-- begin GIVEN RECORDS --
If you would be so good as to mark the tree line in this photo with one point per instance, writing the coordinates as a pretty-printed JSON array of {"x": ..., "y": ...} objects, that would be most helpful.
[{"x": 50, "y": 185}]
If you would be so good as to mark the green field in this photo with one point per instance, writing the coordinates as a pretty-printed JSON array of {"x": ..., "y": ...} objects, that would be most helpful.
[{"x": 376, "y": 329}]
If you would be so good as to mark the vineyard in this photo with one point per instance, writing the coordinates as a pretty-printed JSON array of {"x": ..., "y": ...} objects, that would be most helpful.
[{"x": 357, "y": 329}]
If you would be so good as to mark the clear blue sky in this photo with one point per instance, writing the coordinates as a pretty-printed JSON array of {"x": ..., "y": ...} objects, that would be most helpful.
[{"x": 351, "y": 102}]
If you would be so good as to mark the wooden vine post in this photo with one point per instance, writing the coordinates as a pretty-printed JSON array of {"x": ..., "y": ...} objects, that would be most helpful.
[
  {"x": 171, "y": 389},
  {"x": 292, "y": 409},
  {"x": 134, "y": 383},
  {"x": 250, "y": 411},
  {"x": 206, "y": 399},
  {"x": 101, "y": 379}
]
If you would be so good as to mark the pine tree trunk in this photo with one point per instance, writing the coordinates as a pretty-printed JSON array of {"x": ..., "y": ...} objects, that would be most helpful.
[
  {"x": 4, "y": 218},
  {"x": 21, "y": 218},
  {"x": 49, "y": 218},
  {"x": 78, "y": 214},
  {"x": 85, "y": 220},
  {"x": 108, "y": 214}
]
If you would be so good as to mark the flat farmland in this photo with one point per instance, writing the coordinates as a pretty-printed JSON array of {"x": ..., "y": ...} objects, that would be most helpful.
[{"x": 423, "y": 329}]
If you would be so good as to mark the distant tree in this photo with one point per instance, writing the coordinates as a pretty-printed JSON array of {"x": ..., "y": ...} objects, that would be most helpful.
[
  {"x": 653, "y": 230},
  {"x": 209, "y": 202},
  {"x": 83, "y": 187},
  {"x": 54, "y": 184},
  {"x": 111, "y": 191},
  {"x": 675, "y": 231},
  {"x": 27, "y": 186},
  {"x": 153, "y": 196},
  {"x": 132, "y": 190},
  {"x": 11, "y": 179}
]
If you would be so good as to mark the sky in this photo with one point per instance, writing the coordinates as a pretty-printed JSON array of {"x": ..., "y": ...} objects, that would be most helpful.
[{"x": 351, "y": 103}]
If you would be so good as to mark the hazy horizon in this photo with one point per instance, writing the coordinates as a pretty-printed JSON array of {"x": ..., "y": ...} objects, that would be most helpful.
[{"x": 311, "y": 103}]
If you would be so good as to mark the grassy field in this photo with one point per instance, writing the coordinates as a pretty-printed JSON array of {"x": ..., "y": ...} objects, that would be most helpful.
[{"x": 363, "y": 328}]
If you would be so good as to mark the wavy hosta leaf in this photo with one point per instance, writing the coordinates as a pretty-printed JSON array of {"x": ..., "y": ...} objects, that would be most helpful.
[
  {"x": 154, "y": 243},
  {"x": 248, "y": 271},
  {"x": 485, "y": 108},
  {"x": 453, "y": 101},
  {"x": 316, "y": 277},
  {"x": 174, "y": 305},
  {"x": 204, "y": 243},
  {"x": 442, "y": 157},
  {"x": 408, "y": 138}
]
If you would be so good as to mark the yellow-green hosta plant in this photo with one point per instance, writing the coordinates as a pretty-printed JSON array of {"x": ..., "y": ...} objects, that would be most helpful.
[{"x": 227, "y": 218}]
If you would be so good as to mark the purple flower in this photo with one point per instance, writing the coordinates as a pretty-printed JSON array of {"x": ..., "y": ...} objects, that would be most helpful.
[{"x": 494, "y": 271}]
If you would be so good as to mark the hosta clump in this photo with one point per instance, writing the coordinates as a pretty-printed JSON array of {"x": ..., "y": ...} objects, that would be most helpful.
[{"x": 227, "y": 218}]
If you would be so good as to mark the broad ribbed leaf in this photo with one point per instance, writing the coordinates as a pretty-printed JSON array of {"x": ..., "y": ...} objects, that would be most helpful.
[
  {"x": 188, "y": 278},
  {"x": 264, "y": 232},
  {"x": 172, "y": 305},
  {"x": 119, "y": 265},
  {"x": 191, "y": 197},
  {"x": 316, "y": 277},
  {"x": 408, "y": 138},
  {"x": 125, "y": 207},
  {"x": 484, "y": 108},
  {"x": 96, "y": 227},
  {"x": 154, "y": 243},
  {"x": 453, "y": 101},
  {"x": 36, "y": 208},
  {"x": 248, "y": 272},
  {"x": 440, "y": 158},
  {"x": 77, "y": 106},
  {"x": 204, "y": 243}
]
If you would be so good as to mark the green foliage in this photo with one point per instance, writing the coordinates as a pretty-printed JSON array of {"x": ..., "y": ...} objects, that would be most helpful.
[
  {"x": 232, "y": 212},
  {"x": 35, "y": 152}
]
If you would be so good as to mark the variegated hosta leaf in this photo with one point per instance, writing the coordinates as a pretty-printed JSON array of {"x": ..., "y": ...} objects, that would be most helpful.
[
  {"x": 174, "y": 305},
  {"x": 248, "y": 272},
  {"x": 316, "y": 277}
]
-- end GIVEN RECORDS --
● WHAT TO DO:
Set down, exactly and in full, the lines from the one containing "If you would be so good as to mark the yellow-green" through the end of the entries; no other line belongs.

● EXPECTED OUTPUT:
If you would be so good as to mark the yellow-green hosta plant in this photo with one point per instance, writing the coordinates as a pretty-printed JSON array of {"x": ..., "y": ...} objects, that would be most helpful.
[{"x": 227, "y": 218}]
If you would be so good as to mark the purple flower in this photo with one point per instance, writing the coordinates as a pretty-printed JSON array of {"x": ..., "y": ...} objects, that would be most helpful.
[{"x": 494, "y": 271}]
If you would be so good as to mark the hosta clump in this photo with one point per instance, writing the coordinates as a pretty-printed JSON array of {"x": ..., "y": ...} objects, that would be most helpful.
[{"x": 227, "y": 218}]
If you would be so good as to mark the broad ribbed leaf in this photo with one point per instance, writing the coordinates as a pretty-printed JSON array of {"x": ..., "y": ...} objects, that would be most helpful.
[
  {"x": 188, "y": 278},
  {"x": 264, "y": 232},
  {"x": 172, "y": 305},
  {"x": 119, "y": 265},
  {"x": 191, "y": 197},
  {"x": 316, "y": 277},
  {"x": 408, "y": 138},
  {"x": 125, "y": 207},
  {"x": 484, "y": 108},
  {"x": 96, "y": 227},
  {"x": 154, "y": 243},
  {"x": 453, "y": 101},
  {"x": 36, "y": 208},
  {"x": 248, "y": 272},
  {"x": 440, "y": 158},
  {"x": 77, "y": 106},
  {"x": 204, "y": 243}
]
If you would be so good as to mark the green foliage in this photo with one point per instance, writing the coordinates as a pretty-printed JSON array of {"x": ..., "y": ...} objects, that would be most helpful.
[
  {"x": 232, "y": 212},
  {"x": 35, "y": 152}
]
If you would be so good as to mark the variegated hosta leaf in this photo with one point per instance, writing the coordinates as a pretty-printed JSON array of {"x": ..., "y": ...} objects, that would be most helpful.
[
  {"x": 174, "y": 305},
  {"x": 248, "y": 272},
  {"x": 316, "y": 277}
]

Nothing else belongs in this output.